- **TAREAS PENDIENTES**
a) En el texto sobre Pedro Salinas, ¿con qué término denomina Salinas su obra La bomba increíble?
b) Reproduce del texto sobre Pedro Salinas el pasaje que empieza en las palabras "En la mentalidad" y termina después de "las apuntadas reflexiones.".

Entre los escritores de la generación de 1925 acaso sea Pedro Salinas el más europeo, el que siendo, como sin duda lo es, españolísimo en sus gustos y en sus inclinaciones, supera a los demás en capacidad para aprehender la vibración de las corrientes del pensamiento y el sentimiento universal. A Salinas pudiera caracterizársele como el antiprovinciano, en cuanto por provinciano se entienda la sólita deformación y la falta de perspectiva en que suelen incurrir quienes contemplan el mundo a través de un desconsiderado y exclusivo apego a los lugares comunes cotidianos. El punto de vista de Salinas es siempre personal, como establecido sin tener demasiada cuenta de los prejuicios dominantes y circulantes a su alrededor; por personal resulta a menudo fructífero y original, y acierta a descubrir los acontecimientos con impensado sesgo, revelador de aspectos y circunstancias que pueden explicar lo hasta entonces inexplicable.

En la mentalidad de Salinas lo universal y lo castizo coinciden en dichosa armonía. Sus obras están transidas de españolismo, cuando no por el tema, por la actitud, pero al mismo tiempo implican la superación de lo meramente local por una viva urgencia de participar en los anhelos generales, sentidos como propios. Un sentimiento de esta clase ha sido la raíz de La bomba increíble, su libro penúltimo (hay otro, posterior en fecha de edición, pero de él ignoro hasta el título), la lectura del cual me ha sugerido las apuntadas reflexiones.

La bomba increíble no es precisamente «novela», aunque desde luego sea obra novelesca. El autor la denomina fabulación, y el término parece adecuado. Es una historia imaginaria adscrita al género llamado «anticipaciones», muy en boga actualmente para responder a la ansiedad colectiva, afanosa de levantar siquiera una punta del velo ocultador del futuro. La corriente de profetismo, generalmente pesimista y desesperanzada, produjo en fecha reciente una obra maestra: 1984, de George Orwell. La narración de Pedro Salinas no podía tener, ni tiene apenas, puntos de contactos con esta y otras obras análogas. Es una anticipación, ciertamente, pero sin el acento patético que Orwell o Arthur Koestler imprimieron a sus ficciones futurizantes. Más cerca está del huxleyano ¡Dichoso mundo nuevo! Desde la primera línea el ingenio animado y vario del escritor español infunde al texto una irónica vivacidad: el mundo que presenta no está dominado por la crueldad, como el de Orwell, o por la frivolidad y el miedo, como el de Koestler, sino por la técnica puesta al servicio de una violencia fría e impersonal.

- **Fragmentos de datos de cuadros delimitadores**
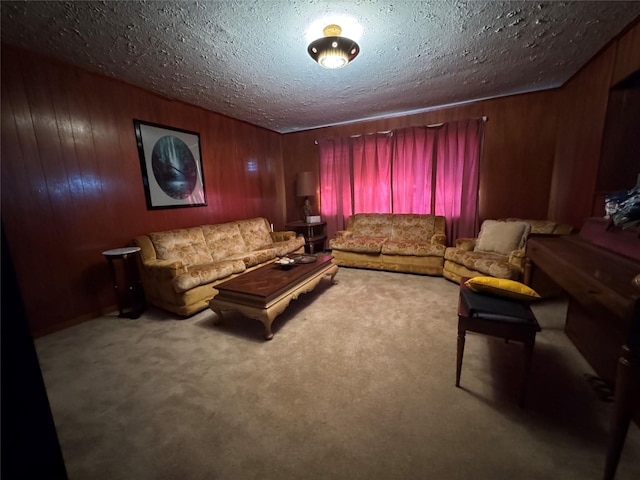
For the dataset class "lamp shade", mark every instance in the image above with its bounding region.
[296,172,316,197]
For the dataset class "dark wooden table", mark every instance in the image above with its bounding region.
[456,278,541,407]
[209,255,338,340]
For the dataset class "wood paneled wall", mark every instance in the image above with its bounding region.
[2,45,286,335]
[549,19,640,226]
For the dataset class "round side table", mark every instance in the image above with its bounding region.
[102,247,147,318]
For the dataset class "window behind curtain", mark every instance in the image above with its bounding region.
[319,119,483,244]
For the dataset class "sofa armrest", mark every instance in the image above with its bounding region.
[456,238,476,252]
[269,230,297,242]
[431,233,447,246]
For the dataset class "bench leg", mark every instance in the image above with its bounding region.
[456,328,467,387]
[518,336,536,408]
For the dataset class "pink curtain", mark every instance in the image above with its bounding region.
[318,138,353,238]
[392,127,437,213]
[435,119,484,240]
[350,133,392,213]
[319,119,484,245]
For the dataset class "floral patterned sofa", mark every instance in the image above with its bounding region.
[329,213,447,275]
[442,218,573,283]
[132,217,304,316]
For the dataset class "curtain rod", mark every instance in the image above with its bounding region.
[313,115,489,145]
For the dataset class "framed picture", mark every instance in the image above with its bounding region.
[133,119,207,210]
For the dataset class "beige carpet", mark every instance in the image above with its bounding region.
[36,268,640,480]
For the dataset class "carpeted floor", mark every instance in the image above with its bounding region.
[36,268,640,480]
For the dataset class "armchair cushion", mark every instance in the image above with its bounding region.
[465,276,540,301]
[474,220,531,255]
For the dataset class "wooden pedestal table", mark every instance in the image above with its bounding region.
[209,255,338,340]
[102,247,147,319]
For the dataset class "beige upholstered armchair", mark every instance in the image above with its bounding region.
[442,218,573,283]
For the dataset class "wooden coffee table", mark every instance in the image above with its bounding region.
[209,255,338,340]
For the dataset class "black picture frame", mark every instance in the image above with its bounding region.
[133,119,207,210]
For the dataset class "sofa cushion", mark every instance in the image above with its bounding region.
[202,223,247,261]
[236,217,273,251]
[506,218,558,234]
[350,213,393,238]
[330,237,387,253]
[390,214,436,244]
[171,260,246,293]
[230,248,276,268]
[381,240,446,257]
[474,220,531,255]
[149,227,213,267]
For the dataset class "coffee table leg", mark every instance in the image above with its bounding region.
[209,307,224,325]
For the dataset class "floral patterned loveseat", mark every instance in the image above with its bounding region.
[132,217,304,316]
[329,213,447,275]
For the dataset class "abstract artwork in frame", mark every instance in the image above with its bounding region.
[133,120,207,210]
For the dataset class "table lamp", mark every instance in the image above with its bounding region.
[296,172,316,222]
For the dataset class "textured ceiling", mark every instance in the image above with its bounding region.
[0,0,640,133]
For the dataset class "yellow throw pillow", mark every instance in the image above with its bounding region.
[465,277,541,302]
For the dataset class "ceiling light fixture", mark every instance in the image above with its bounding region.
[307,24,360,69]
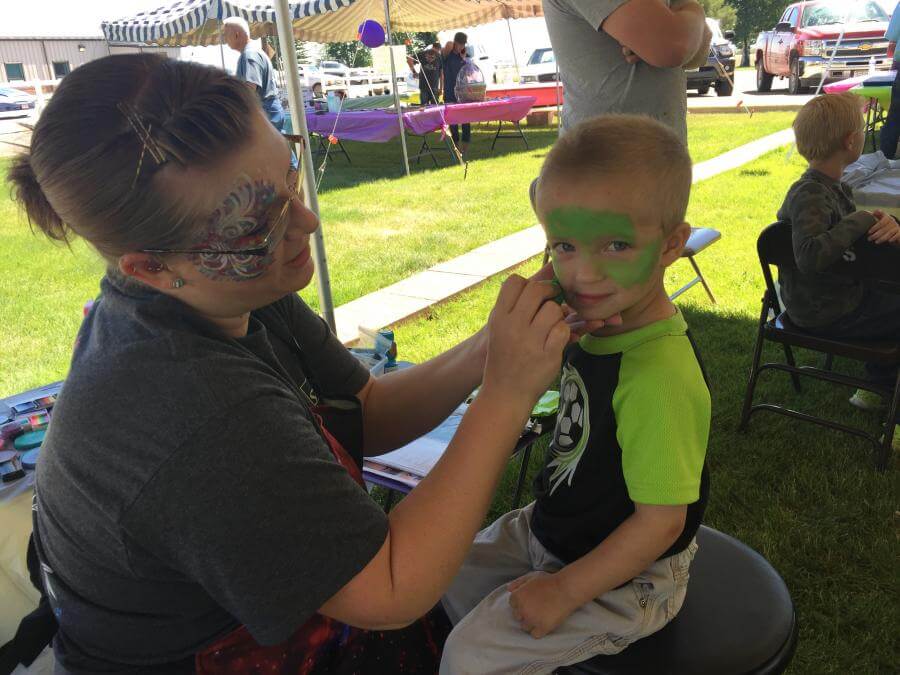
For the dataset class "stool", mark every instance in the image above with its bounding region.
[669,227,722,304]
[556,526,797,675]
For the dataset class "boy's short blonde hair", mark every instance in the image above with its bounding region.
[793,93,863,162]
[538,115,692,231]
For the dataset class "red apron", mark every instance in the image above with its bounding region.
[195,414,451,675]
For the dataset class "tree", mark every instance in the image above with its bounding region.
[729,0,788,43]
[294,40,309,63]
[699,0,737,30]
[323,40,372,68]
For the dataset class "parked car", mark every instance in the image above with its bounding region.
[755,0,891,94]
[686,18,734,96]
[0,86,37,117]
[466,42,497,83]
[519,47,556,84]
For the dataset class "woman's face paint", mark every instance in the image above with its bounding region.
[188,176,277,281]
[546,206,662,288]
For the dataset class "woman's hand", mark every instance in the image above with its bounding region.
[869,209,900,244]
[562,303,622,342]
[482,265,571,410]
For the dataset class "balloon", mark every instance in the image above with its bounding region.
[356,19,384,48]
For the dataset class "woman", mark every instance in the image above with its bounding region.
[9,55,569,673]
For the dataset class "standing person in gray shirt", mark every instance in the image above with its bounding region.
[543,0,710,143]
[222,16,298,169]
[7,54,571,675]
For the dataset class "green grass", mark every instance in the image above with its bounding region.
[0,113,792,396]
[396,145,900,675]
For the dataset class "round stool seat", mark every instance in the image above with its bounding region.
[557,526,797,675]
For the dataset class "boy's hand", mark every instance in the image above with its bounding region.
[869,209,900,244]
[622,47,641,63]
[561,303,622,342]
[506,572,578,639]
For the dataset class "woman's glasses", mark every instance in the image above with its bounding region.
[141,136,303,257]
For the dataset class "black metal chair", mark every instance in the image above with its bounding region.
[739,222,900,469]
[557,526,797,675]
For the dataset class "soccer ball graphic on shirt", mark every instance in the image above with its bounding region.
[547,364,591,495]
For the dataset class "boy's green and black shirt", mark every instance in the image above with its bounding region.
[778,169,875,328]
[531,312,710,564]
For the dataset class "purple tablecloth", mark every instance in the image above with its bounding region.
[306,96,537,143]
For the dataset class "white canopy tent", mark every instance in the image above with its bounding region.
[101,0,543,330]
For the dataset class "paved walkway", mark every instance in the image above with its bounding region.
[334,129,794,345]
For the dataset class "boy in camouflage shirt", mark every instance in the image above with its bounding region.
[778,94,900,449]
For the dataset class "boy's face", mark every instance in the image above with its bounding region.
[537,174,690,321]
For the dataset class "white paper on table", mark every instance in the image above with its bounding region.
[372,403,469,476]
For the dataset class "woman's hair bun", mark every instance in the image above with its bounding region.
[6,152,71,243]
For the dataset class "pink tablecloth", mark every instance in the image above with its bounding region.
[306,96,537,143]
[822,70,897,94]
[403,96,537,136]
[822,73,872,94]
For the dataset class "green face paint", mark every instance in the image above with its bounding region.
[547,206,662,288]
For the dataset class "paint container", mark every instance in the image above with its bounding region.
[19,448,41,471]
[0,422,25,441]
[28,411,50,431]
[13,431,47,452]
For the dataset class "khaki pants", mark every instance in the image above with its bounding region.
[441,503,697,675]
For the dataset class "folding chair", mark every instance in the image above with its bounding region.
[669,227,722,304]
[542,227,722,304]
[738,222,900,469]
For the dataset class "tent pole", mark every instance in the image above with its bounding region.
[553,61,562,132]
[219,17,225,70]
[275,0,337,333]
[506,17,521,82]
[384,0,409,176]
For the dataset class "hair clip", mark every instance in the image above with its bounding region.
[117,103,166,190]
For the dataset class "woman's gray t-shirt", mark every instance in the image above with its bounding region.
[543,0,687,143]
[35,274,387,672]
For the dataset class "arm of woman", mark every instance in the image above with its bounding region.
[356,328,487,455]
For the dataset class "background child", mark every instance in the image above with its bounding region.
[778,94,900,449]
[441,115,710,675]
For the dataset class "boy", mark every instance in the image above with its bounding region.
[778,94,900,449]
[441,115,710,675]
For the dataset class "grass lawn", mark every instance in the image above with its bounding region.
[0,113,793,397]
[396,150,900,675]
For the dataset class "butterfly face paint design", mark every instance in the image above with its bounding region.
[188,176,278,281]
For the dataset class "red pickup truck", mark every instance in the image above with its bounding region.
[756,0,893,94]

- **RESPUESTAS DADAS**
a) Fabulación.

b)
En la mentalidad de Salinas lo universal y lo castizo coinciden en dichosa armonía. Sus obras están transidas de españolismo, cuando no por el tema, por la actitud, pero al mismo tiempo implican la superación de lo meramente local por una viva urgencia de participar en los anhelos generales, sentidos como propios. Un sentimiento de esta clase ha sido la raíz de La bomba increíble, su libro penúltimo (hay otro, posterior en fecha de edición, pero de él ignoro hasta el título), la lectura del cual me ha sugerido las apuntadas reflexiones.